**** Material provided ****

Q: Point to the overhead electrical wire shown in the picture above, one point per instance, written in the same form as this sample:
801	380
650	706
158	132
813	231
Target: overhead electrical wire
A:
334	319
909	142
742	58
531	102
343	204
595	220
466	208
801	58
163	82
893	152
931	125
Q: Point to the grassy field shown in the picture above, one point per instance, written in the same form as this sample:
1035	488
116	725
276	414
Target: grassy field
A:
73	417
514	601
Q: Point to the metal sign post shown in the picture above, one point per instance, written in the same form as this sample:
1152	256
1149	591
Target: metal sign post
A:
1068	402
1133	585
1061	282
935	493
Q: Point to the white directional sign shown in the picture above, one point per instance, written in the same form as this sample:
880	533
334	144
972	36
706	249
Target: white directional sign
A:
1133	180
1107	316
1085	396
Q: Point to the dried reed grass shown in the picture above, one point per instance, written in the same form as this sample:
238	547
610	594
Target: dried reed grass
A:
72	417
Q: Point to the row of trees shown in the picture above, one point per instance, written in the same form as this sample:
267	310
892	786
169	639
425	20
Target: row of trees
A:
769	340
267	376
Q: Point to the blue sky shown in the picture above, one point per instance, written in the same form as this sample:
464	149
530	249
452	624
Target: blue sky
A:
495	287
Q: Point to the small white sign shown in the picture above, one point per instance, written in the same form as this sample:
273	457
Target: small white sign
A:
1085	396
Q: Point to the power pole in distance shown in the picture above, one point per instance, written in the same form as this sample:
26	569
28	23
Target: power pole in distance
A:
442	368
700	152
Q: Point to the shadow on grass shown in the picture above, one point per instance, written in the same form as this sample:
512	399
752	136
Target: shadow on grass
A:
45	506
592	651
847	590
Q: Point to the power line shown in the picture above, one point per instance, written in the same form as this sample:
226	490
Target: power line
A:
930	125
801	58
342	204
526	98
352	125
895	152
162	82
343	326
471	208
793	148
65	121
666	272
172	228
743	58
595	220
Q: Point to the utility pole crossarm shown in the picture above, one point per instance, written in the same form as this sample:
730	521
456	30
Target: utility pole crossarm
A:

****

What is expected:
Please show the lines in the entries above that hold the string "directional".

Solution for this problem:
Q: Point to the white directional sign shown in the picture above, one point per instance, written in the same form as this sample:
Target: white directional sign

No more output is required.